What is needed is the number of lines below that contain the word "photograph", with no other output.

========================================================================

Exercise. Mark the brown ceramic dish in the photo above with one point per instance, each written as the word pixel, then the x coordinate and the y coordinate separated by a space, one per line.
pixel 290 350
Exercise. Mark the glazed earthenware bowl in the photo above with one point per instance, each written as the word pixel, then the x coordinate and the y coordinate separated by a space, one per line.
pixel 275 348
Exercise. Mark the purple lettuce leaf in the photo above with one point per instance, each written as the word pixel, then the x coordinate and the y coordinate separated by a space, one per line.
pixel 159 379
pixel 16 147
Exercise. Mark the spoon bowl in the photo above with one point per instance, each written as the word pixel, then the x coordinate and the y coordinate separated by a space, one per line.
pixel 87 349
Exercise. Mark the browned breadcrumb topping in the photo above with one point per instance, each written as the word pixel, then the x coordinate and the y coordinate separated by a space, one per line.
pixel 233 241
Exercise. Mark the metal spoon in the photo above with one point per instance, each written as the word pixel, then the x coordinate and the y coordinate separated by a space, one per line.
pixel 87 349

========================================================================

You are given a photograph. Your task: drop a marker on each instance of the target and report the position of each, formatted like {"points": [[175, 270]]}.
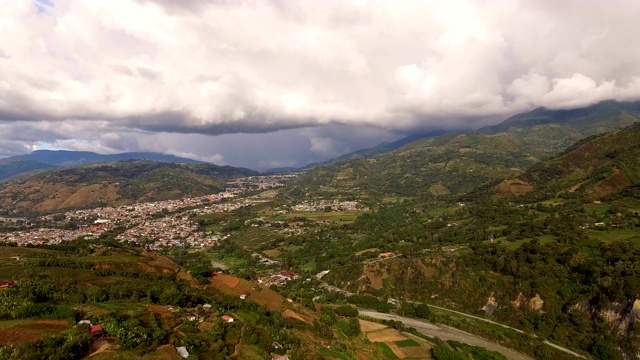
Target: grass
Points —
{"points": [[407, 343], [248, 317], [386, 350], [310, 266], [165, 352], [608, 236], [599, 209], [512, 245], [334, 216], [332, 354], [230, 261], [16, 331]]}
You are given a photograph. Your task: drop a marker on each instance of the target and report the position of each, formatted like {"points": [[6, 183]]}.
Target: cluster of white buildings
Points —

========================================================================

--- The completed task ---
2